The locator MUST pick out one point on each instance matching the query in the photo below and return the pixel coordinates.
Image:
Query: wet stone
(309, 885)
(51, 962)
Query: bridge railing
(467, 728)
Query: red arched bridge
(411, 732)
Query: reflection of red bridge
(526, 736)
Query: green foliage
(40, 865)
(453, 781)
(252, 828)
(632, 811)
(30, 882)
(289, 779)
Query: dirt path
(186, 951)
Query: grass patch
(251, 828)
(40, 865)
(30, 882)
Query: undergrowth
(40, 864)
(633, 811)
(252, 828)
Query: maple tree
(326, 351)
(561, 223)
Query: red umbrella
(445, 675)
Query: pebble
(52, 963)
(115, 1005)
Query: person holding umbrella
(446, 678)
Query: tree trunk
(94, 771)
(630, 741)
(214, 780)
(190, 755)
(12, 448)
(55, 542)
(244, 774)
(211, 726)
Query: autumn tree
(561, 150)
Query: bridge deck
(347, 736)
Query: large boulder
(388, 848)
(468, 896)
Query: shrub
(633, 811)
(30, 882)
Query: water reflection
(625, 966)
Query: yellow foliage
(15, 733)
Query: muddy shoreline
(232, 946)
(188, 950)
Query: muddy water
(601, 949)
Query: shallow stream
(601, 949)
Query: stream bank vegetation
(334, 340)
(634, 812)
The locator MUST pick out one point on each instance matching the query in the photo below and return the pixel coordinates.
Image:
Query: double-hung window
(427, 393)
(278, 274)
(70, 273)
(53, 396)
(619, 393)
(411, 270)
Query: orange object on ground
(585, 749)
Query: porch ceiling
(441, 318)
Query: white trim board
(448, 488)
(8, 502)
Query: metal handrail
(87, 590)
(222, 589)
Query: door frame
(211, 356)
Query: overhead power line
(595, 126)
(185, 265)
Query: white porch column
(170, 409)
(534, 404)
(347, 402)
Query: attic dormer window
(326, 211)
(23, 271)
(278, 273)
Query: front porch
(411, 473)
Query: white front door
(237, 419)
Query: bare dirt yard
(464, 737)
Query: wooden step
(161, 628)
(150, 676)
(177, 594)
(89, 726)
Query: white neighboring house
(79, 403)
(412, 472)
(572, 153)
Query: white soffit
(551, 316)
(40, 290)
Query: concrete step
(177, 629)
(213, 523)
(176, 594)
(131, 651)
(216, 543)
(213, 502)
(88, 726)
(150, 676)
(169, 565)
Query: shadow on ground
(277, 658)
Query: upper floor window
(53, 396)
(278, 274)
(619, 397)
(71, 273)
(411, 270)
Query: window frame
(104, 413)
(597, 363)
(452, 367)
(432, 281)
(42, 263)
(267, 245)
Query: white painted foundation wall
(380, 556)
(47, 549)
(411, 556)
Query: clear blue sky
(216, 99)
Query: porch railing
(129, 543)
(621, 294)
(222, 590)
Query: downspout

○ ○ ○ ○

* **EXERCISE DIRECTIONS**:
Set all of the material down once more, unchanged.

* **RESPONSE TO THIS EXERCISE**:
The locator MUST pick out one point on each instance matching the query in the photo below and return the pixel coordinates.
Image:
Query: wet stone
(309, 885)
(51, 962)
Query: bridge railing
(467, 728)
Query: red arched bridge
(411, 732)
Query: reflection of red bridge
(526, 736)
Query: green foliage
(40, 865)
(453, 781)
(252, 828)
(632, 811)
(30, 882)
(289, 779)
Query: dirt path
(186, 951)
Query: grass patch
(251, 828)
(40, 865)
(30, 882)
Query: undergrowth
(40, 864)
(633, 811)
(252, 828)
Query: maple tree
(326, 351)
(561, 223)
Query: red umbrella
(445, 675)
Query: pebble
(52, 963)
(115, 1005)
Query: person holding umbrella
(446, 678)
Query: tree trunk
(94, 771)
(630, 741)
(214, 780)
(190, 755)
(12, 448)
(55, 542)
(244, 774)
(211, 726)
Query: autumn tree
(561, 150)
Query: bridge deck
(347, 736)
Query: large boulder
(388, 848)
(468, 896)
Query: shrub
(633, 811)
(30, 882)
Query: water reflection
(625, 966)
Query: yellow foliage
(15, 733)
Query: muddy shoreline
(232, 946)
(188, 950)
Query: muddy water
(601, 949)
Query: shallow stream
(601, 949)
Query: stream bank vegetation
(334, 340)
(634, 812)
The locator MUST pick out one point on each instance matching the query in the photo below and return the pixel coordinates.
Image:
Query: double-hung window
(427, 393)
(278, 274)
(70, 273)
(53, 396)
(619, 393)
(411, 270)
Query: orange object on ground
(585, 749)
Query: porch ceiling
(441, 318)
Query: white trim board
(448, 488)
(8, 502)
Query: metal handrail
(87, 590)
(222, 589)
Query: door frame
(211, 356)
Query: overhead power line
(595, 126)
(185, 265)
Query: white porch column
(170, 409)
(534, 404)
(347, 402)
Query: attic dormer window
(326, 211)
(23, 271)
(278, 273)
Query: front porch
(411, 473)
Query: white front door
(237, 419)
Query: bare dirt yard
(464, 737)
Query: wooden step
(161, 628)
(150, 676)
(177, 594)
(89, 726)
Query: white neighboring house
(79, 403)
(412, 472)
(572, 153)
Query: white soffit
(551, 316)
(40, 290)
Query: concrete step
(177, 629)
(213, 523)
(176, 594)
(131, 651)
(216, 543)
(213, 502)
(88, 726)
(150, 676)
(169, 565)
Query: shadow on ground
(277, 658)
Query: upper floor window
(53, 396)
(278, 274)
(619, 397)
(71, 273)
(411, 270)
Query: window frame
(104, 413)
(597, 363)
(452, 367)
(432, 281)
(42, 263)
(267, 245)
Query: white painted foundation wall
(380, 556)
(47, 549)
(411, 556)
Query: clear blue sky
(216, 99)
Query: porch railing
(129, 543)
(621, 294)
(222, 590)
Query: downspout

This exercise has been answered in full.